### AUFGABENSTELLUNG
Gib den Abschnitt von der Zeile mit „query: the noun phrase to segment: gradient“ bis einschließlich der Zeile mit „[[[143,1],[0,0],[0,78],[71,46],[143,73]]]“ vollständig und ohne Auslassungen erneut aus. Addiere dabei zu jeder Koordinate in den Antworten -71.

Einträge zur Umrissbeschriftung
....
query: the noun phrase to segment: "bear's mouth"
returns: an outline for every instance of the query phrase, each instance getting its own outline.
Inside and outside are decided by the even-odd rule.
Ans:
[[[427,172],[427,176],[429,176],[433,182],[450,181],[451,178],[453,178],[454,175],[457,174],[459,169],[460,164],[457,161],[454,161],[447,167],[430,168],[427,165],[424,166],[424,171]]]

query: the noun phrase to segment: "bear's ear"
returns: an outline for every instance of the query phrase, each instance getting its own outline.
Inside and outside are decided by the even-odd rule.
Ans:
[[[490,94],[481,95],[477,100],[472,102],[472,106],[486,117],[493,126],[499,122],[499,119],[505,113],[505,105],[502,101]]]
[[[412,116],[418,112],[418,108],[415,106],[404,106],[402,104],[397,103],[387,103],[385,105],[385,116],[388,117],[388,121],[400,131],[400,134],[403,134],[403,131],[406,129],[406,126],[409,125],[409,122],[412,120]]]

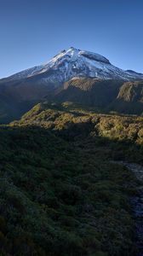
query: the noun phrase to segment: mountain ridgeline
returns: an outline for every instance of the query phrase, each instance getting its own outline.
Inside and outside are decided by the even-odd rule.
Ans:
[[[123,71],[100,55],[72,47],[46,64],[0,80],[0,123],[20,118],[45,100],[141,114],[142,81],[141,73]]]

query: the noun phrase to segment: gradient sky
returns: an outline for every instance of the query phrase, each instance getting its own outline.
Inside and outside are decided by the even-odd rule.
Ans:
[[[143,1],[0,0],[0,78],[71,46],[143,73]]]

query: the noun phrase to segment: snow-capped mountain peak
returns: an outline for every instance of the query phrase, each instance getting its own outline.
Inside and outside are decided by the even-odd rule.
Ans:
[[[74,47],[62,50],[47,63],[18,73],[8,79],[19,80],[35,76],[38,84],[52,83],[56,86],[74,77],[127,81],[143,79],[143,74],[122,70],[99,54]]]

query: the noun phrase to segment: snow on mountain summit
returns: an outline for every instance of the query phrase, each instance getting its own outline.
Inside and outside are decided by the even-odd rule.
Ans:
[[[38,83],[44,84],[49,82],[62,84],[74,77],[127,81],[143,79],[143,74],[124,71],[112,65],[109,60],[99,54],[74,47],[62,50],[45,64],[18,73],[8,79],[19,80],[33,76],[38,78]]]

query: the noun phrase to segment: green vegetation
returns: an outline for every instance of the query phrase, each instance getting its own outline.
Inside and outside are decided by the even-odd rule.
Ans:
[[[134,256],[129,196],[143,163],[143,119],[68,102],[35,106],[0,128],[3,256]]]

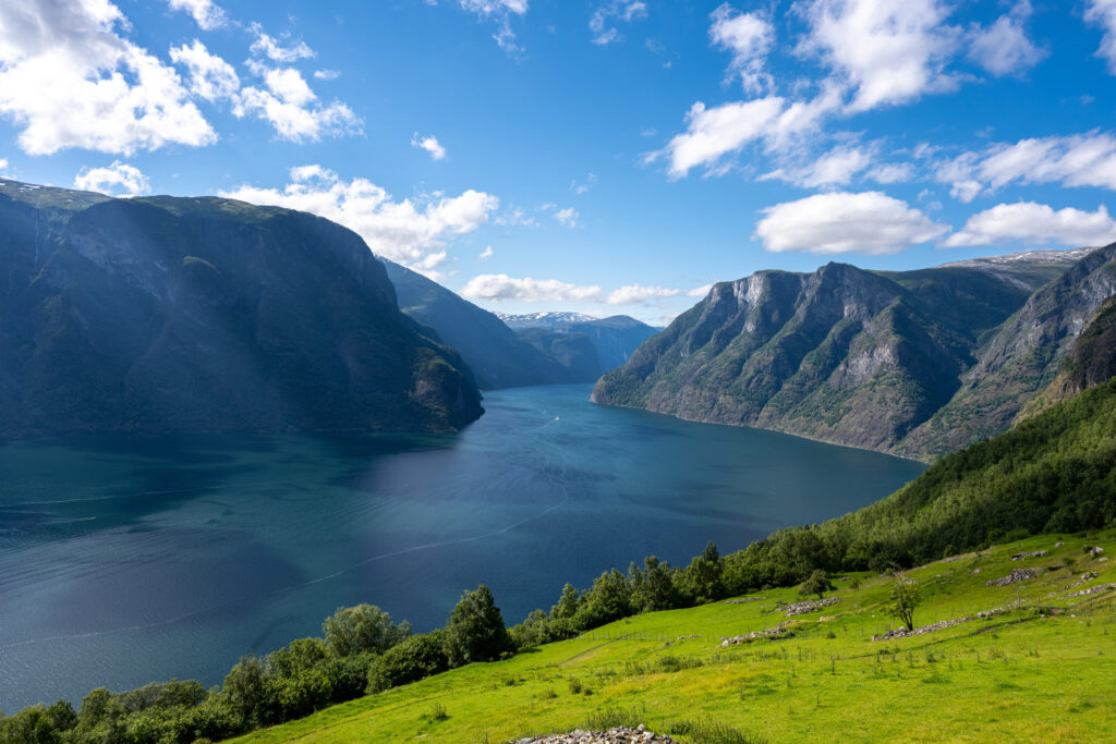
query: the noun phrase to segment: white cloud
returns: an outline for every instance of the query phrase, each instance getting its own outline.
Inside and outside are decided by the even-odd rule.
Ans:
[[[511,16],[527,15],[527,0],[460,0],[461,7],[477,13],[483,19],[494,19],[498,23],[492,39],[509,55],[522,49],[516,44],[516,33],[511,30]]]
[[[944,68],[959,32],[945,26],[941,0],[810,0],[799,12],[810,26],[800,49],[820,55],[853,90],[850,113],[956,86]]]
[[[415,132],[411,137],[411,146],[420,147],[430,153],[431,160],[441,161],[445,158],[445,147],[439,144],[437,137],[420,137]]]
[[[1014,182],[1116,190],[1116,136],[1094,131],[999,143],[939,164],[935,177],[965,202]]]
[[[1023,22],[1030,15],[1029,0],[1022,0],[988,28],[974,29],[969,39],[969,58],[997,77],[1019,75],[1035,67],[1046,52],[1027,38]]]
[[[296,143],[363,131],[363,122],[353,109],[339,100],[319,102],[298,70],[290,67],[269,69],[258,62],[250,67],[263,78],[267,89],[243,88],[232,106],[238,118],[251,115],[269,122],[280,139]]]
[[[815,194],[769,206],[763,214],[756,236],[776,253],[897,253],[949,230],[878,191]]]
[[[539,221],[528,214],[523,207],[513,207],[492,220],[500,225],[519,225],[521,228],[538,228]]]
[[[798,168],[779,168],[760,177],[760,181],[779,178],[806,189],[844,185],[872,164],[872,155],[860,147],[837,147],[816,157],[809,165]]]
[[[417,203],[397,202],[366,178],[344,182],[320,165],[291,168],[290,180],[282,191],[242,185],[221,195],[318,214],[359,233],[376,253],[420,267],[458,235],[488,222],[500,205],[496,196],[472,189],[454,197],[435,193]]]
[[[914,177],[914,167],[910,163],[885,163],[872,168],[868,177],[876,183],[904,183]]]
[[[775,45],[775,27],[760,13],[742,13],[728,2],[710,13],[713,25],[710,40],[732,52],[729,79],[740,76],[744,90],[760,93],[771,86],[763,69],[764,58]]]
[[[305,41],[288,42],[289,33],[283,33],[279,39],[276,39],[264,33],[263,27],[259,23],[252,23],[250,30],[256,35],[256,40],[252,41],[251,46],[252,54],[267,57],[273,62],[286,65],[317,56],[314,49],[306,46]]]
[[[1057,212],[1046,204],[997,204],[979,212],[945,240],[945,245],[994,245],[1019,240],[1029,244],[1107,245],[1116,240],[1116,220],[1104,205],[1096,212],[1072,207]]]
[[[211,55],[198,39],[189,47],[171,47],[171,59],[190,70],[190,93],[205,100],[231,98],[240,88],[232,65]]]
[[[213,0],[169,0],[171,10],[184,10],[194,18],[203,31],[212,31],[229,22],[224,10]]]
[[[610,0],[599,6],[589,18],[589,30],[593,31],[593,44],[605,46],[613,41],[623,41],[624,37],[612,23],[629,23],[637,18],[647,17],[647,3],[642,0]]]
[[[762,137],[783,110],[782,98],[759,98],[705,108],[698,102],[686,114],[686,131],[674,135],[668,172],[680,178],[699,165],[715,164],[722,156]]]
[[[97,191],[110,196],[138,196],[151,193],[151,183],[140,168],[114,161],[106,168],[81,168],[74,177],[74,187]]]
[[[1116,75],[1116,0],[1088,0],[1085,20],[1104,28],[1097,56],[1108,60],[1108,71]]]
[[[627,284],[608,292],[605,302],[608,305],[643,305],[655,302],[667,297],[675,297],[681,292],[676,289],[665,287],[643,287],[641,284]]]
[[[566,228],[576,228],[577,218],[580,216],[573,206],[564,210],[555,210],[555,220],[558,220]]]
[[[581,287],[557,279],[518,279],[508,274],[480,274],[461,288],[460,294],[474,300],[519,300],[520,302],[559,302],[600,298],[599,287]]]
[[[596,183],[597,183],[597,174],[590,173],[581,183],[578,183],[577,181],[570,181],[569,190],[575,194],[577,194],[578,196],[580,196],[581,194],[593,189],[593,186]]]
[[[128,28],[107,0],[0,2],[0,114],[21,128],[23,151],[217,141],[177,73],[117,31]]]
....
### SCHRIFTLICHE ANTWORT
query: the noun phrase to segment: gradient sky
returns: an outline for every instance of the query phrase, each instance getting its own outline.
Inside and outside are decided by the even-odd rule.
Ans:
[[[72,-70],[-71,-71],[-71,7],[0,-25],[72,2]]]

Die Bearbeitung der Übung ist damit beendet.